(WHAT TO PRODUCE):
According to the passage on Albertanus, in what year did he write his Liber consolationis et consilii?

(SUPPLIED PASSAGE):
^^^^^^^^^^^^^^^^
He first appears in the historical record in 1226 as a judge renewing the Lombard League. In 1238, he was named captain to defend the town of Gavardo against the forces of Frederick II, Holy Roman Emperor. Defeated, he was imprisoned for a few months at Cremona, where he found the time to start a writing career.

==Works==
Albertanus read and was influenced by Seneca the Younger, Cicero, St. Augustine, the Wisdom literature of the Old Testament, and some 12th century authors.

His first work was De amore et dilectione Dei et proximi et aliarum rerum et de forma vitae ("On love and delight in God and in neighbor and other matters concerning the rule of life"; 1238), a treatise on Christian conceptions of life under religious rule which quotes frequently from Seneca the Younger's Epistulae morales ad Lucilium (64 AD). In 1245, he wrote the treatise De doctrina dicendi et tacendi ("On teaching about speech and silence"), which discussed the place of notaries in public life, and more generally explored the newly emerging role of the professional in public life.

Albertanus' best known work is his Liber consolationis et consilii ("Book of Consolation and Counsel"). Written in 1246, it dramatically investigates the causes of human violence by examining the urban vendetta. Geoffrey Chaucer's "The Tale of Melibee" is a close translation of Renaud de Louens' Livre de Melibee et de Dame Prudence (1336) which is itself a translation of Albertanus' Liber consolationis et consilii.

His last work is from 1250 and is a series of four sermons presented to his fellow causidici at Brescia, in which he explained the meaning of their rule.

In total, he was the author of three major treatises and five ‘sermons’, public addresses to his fellow causidici at their professional meetings.

A central goal from the start for Albertanus was to present a rule of life that would lay the foundation for a good society. He believed in the importance of moral restraint based on voluntary participation in a community.
^^^^^^^^^^^^^^^^
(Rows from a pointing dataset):
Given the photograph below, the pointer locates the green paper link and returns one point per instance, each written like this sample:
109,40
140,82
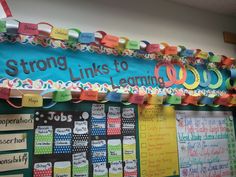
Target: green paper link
3,27
173,99
215,58
133,45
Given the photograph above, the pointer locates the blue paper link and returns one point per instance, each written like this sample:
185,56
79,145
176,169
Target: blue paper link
114,97
97,152
62,138
233,73
206,100
86,38
187,53
97,124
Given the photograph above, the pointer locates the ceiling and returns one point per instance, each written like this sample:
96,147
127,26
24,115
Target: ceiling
227,7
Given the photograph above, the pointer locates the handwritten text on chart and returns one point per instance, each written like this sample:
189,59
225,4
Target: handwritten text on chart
203,145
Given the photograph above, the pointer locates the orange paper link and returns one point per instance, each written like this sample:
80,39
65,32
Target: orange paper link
170,50
202,55
110,41
223,100
89,95
189,99
136,99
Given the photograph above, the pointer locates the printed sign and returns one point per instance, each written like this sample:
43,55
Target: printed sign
10,142
14,161
204,140
158,145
^^^^^^^^^^^^^^^^
(RESPONSE FOR THIS EXERCISE):
1246